'''
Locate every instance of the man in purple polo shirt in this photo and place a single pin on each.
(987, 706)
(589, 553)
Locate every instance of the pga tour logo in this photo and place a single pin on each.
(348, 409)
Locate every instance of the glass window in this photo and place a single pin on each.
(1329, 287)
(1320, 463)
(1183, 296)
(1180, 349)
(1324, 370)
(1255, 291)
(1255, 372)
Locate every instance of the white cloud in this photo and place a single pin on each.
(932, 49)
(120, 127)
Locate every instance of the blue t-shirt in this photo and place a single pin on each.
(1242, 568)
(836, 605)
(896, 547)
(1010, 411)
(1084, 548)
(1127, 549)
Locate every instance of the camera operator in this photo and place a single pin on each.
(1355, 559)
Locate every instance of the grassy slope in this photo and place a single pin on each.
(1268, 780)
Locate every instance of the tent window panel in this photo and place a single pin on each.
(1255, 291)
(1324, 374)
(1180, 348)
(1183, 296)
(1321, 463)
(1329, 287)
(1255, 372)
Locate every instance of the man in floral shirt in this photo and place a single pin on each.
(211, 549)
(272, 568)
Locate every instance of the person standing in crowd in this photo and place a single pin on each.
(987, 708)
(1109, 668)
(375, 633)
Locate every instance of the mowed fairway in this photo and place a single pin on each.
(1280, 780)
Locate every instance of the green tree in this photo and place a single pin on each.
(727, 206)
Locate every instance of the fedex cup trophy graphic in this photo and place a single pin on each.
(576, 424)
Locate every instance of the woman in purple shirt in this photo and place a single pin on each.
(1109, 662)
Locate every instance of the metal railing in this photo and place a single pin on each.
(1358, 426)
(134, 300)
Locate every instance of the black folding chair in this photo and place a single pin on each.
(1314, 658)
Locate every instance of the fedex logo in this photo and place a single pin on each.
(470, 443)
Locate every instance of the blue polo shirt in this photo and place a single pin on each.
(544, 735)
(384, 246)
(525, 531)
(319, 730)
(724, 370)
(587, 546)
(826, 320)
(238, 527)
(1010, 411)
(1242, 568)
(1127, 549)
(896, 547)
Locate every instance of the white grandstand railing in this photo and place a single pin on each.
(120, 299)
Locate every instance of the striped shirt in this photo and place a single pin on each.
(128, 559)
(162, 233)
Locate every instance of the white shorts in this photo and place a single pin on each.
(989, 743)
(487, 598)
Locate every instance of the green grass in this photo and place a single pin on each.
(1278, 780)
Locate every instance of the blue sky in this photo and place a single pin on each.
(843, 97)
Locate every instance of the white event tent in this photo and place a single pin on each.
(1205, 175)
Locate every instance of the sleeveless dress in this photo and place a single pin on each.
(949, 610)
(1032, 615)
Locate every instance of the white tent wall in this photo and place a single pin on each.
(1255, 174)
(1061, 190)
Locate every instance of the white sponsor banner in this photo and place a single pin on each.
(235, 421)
'''
'''
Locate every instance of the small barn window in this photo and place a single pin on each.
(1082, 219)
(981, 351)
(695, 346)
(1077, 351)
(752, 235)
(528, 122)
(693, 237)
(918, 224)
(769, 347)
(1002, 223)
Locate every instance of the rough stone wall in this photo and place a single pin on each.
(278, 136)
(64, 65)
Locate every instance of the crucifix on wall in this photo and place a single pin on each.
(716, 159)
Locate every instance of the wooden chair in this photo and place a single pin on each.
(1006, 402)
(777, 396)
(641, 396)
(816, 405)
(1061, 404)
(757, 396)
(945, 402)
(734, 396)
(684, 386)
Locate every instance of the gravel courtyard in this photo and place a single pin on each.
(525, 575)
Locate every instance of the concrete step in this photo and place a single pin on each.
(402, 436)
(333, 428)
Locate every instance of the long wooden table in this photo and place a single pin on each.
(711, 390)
'''
'''
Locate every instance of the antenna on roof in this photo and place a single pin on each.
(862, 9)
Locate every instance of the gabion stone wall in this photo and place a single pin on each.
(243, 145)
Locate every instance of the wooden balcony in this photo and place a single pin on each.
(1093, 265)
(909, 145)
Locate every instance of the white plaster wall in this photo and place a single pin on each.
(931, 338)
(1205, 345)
'''
* Instructions to follow
Format the lines from the one containing "Locate every instance of the green tree" up to and including the one containing "(1109, 662)" as a JSON list of strings, with one string per line and blank lines left out.

* The result
[
  "Locate every instance of the green tree in this photo and place a single pin on each.",
  "(727, 206)",
  "Locate every instance of the fedex cup trophy graphic in this photo and place a single pin on each.",
  "(576, 424)",
  "Locate every instance of the woman in purple shirt in this photo and place a single pin on each.",
  "(1109, 662)"
]